Page text =
▬▬▬▬▬▬▬▬▬▬

Installation

$ conda install -c conda-forge "virtual_dataframe"

Installing with pip

Use

$ pip install "virtual_dataframe"

Installing from the GitHub main branch

$ pip install "virtual_dataframe@git+https://github.com/pprados/virtual-dataframe"

Dependencies

You must install all others frameworks to use it with virtual_dataframe.

You can create a set of virtual environment, with the tools:

$ build-conda-vdf-env --help

like

$ build-conda-vdf-env pandas cudf dask_cudf pyspark pyspark_gpu-local
$ conda env list
$ conda activate vdf-cudf
$ conda activate vdf-dask_cudf-local

The VDF_MODE is set for each environment. If you create an environment for a dask, spark or pyspark framework, two environment will be created. One vdf-XXX where you must set the VDF_CLUSTER variable and another vdf-XXX-local with a pre set of VDF_CLUSTER=dask://.local or VDF_CLUSTER=spark://.local to use a local cluster.

For pyspark_gpù, somes environment variables will be set, to reference the rapids-4-spark_2.12-22.10.0.jar file. You must have this file in the root of your project.

You can find all environement Yaml file here.

You can remove all or specific versions with:

$ build-conda-vdf-envs --remove

▬▬▬▬▬▬▬▬▬▬

Challenge A = On the installation page, what suffix marks the environment that has VDF_CLUSTER preset to use a local cluster?
Challenge B = Revise the installation page between "The VDF_MODE is" and "of your project.", inclusive, putting "repository" in place of "project".
Challenge C = Translate this sentence from the installation page into Spanish: "The VDF_MODE is set for each environment."

▬▬▬▬▬▬▬▬▬▬

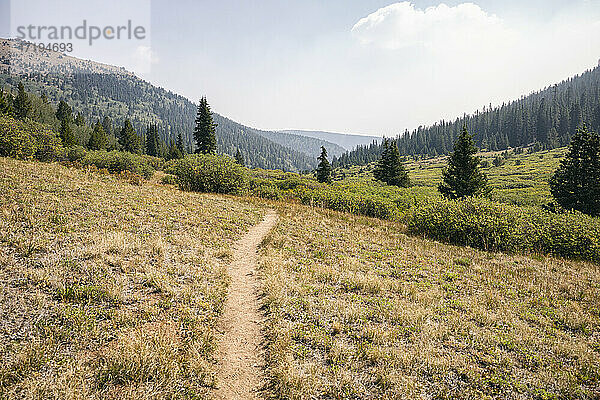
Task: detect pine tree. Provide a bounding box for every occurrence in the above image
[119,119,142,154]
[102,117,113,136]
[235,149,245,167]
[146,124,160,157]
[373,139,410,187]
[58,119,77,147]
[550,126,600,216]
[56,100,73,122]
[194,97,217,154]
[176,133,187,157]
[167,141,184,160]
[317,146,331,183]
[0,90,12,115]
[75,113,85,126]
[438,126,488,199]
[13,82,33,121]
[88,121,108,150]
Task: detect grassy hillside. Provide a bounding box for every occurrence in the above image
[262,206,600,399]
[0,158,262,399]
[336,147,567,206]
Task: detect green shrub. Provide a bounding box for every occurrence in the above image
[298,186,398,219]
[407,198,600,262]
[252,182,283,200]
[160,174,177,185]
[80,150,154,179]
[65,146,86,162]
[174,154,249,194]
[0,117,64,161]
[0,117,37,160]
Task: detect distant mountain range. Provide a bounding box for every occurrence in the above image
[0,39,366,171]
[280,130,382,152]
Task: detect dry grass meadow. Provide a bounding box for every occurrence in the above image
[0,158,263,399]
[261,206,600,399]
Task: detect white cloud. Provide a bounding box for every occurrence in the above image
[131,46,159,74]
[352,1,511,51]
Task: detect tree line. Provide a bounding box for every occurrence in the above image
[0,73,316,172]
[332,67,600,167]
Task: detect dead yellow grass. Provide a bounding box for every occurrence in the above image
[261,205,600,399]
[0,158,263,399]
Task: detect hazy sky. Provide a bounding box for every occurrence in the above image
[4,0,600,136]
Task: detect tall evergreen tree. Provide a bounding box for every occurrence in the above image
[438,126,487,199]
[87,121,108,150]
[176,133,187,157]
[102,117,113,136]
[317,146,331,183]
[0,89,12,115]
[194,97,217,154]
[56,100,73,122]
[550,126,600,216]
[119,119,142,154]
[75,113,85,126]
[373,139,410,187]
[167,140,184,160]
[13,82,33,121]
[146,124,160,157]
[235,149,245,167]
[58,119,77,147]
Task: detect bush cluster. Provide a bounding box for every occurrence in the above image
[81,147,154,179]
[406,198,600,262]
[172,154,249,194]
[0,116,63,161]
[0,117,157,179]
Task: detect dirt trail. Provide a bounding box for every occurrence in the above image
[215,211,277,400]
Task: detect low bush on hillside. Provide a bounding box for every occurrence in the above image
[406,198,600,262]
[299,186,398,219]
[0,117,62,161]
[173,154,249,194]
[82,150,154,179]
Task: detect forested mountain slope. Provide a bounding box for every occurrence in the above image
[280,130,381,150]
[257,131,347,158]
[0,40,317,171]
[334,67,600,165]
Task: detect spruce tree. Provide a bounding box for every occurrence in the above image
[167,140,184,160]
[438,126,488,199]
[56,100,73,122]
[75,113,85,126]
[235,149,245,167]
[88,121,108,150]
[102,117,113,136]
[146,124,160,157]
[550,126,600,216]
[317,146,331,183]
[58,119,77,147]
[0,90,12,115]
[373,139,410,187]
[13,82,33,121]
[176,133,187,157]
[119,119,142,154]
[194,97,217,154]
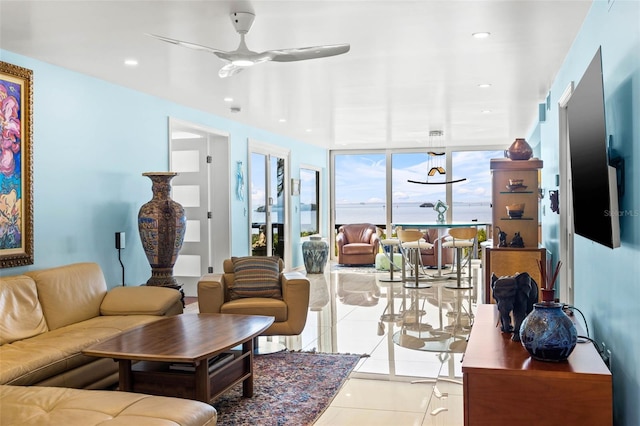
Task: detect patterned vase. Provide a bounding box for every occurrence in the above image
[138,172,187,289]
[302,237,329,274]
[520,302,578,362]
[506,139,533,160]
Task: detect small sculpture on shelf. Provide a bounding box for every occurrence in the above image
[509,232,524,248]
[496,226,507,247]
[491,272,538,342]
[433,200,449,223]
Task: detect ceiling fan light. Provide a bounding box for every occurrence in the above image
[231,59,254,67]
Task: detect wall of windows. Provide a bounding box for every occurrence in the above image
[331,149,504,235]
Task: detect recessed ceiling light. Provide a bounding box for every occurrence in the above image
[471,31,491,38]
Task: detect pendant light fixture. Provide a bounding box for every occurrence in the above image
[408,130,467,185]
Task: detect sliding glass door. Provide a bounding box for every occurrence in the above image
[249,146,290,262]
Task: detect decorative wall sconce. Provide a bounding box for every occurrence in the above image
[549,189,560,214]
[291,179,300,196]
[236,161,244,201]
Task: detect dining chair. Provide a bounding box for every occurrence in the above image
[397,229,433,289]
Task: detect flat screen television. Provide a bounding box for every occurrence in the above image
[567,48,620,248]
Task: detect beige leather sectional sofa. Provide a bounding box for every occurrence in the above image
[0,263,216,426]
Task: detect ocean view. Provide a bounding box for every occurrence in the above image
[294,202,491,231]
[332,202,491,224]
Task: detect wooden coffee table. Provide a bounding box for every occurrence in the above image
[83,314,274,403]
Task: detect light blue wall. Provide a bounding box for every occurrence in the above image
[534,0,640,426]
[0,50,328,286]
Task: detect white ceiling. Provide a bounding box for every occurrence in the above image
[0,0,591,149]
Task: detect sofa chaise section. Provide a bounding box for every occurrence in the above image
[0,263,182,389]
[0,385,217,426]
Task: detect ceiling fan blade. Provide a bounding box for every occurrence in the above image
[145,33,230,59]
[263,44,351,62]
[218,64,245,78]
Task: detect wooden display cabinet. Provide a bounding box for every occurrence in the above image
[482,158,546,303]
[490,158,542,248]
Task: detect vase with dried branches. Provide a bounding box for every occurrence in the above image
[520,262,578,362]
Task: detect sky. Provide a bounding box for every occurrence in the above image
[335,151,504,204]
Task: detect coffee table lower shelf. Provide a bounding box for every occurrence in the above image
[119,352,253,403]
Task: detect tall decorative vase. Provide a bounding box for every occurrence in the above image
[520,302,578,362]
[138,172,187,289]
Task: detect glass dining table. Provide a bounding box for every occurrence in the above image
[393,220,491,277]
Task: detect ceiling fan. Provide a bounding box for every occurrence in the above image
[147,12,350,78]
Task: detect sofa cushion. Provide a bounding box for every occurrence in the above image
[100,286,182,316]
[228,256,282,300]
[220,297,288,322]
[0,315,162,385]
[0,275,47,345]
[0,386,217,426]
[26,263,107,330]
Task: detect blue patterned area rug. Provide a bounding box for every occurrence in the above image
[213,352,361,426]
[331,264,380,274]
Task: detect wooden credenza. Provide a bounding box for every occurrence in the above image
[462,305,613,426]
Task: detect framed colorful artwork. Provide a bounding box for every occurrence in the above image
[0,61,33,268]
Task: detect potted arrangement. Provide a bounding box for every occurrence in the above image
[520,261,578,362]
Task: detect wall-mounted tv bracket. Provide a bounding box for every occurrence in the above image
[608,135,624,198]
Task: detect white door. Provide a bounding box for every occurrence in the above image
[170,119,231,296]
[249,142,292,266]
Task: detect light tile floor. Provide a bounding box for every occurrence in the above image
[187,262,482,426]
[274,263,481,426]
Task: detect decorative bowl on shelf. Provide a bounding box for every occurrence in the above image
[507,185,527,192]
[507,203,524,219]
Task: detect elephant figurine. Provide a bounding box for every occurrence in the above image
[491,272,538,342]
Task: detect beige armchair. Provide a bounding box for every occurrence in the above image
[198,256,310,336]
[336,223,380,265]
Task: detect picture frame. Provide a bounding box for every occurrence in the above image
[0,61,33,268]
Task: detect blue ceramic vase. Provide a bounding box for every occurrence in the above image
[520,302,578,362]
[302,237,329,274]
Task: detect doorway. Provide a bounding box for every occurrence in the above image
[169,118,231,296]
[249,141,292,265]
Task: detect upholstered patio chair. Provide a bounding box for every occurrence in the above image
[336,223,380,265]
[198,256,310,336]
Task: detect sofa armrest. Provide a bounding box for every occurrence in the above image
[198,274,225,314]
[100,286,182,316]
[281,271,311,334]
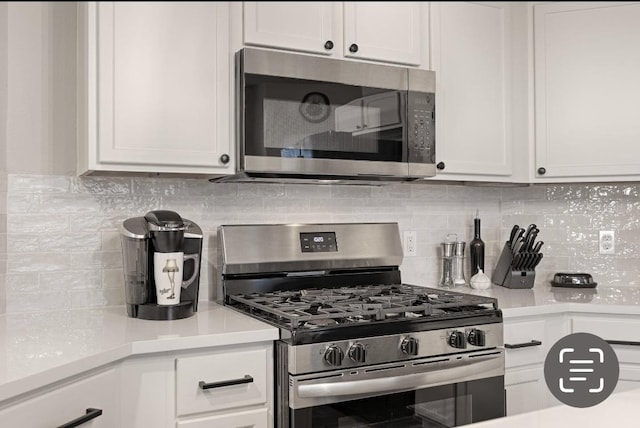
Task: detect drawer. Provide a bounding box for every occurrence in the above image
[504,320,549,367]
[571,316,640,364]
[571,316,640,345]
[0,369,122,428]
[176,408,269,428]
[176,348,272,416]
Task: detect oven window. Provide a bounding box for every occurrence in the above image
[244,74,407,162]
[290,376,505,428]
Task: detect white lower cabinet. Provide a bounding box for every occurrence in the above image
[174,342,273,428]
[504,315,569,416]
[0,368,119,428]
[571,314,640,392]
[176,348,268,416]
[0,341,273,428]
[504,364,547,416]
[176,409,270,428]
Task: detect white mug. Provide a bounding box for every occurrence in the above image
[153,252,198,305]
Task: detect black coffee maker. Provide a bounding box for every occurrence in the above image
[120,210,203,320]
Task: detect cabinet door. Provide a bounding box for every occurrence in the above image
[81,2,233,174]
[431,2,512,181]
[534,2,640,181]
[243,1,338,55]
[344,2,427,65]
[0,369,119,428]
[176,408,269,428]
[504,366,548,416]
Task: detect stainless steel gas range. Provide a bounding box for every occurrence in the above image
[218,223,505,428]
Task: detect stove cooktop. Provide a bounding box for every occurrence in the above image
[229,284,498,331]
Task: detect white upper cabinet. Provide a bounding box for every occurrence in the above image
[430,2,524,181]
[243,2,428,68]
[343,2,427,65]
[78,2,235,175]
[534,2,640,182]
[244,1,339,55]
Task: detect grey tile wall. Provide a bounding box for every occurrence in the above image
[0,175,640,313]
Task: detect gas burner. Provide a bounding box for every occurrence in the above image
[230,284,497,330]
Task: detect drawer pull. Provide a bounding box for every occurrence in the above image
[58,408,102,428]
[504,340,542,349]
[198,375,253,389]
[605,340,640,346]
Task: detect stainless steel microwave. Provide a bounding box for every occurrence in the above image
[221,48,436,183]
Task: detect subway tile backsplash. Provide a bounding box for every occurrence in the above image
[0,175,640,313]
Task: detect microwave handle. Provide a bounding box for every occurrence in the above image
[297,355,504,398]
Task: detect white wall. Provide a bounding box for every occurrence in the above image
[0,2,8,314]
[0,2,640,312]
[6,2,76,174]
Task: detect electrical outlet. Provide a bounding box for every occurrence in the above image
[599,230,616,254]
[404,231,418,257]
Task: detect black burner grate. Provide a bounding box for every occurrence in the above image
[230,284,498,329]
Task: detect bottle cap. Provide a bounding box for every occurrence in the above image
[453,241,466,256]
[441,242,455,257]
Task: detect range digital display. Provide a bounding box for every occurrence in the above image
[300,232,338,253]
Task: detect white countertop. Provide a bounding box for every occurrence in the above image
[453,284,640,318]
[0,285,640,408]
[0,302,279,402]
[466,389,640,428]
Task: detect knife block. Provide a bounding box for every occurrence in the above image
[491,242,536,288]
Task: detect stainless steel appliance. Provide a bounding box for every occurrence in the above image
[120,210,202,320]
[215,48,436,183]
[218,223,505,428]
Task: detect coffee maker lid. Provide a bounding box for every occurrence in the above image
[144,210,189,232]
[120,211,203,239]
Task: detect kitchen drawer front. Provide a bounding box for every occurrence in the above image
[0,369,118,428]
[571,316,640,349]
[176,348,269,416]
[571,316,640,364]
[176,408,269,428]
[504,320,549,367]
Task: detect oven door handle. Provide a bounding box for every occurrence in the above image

▬▬▬▬▬▬▬▬▬▬

Full solution A = -local

Full solution B =
The VDF_MODE is set for each environment. If you create an environment for a dask, spark or pyspark framework, two environment will be created. One vdf-XXX where you must set the VDF_CLUSTER variable and another vdf-XXX-local with a pre set of VDF_CLUSTER=dask://.local or VDF_CLUSTER=spark://.local to use a local cluster.

For pyspark_gpù, somes environment variables will be set, to reference the rapids-4-spark_2.12-22.10.0.jar file. You must have this file in the root of your repository.

Full solution C = El VDF_MODE se establece para cada entorno.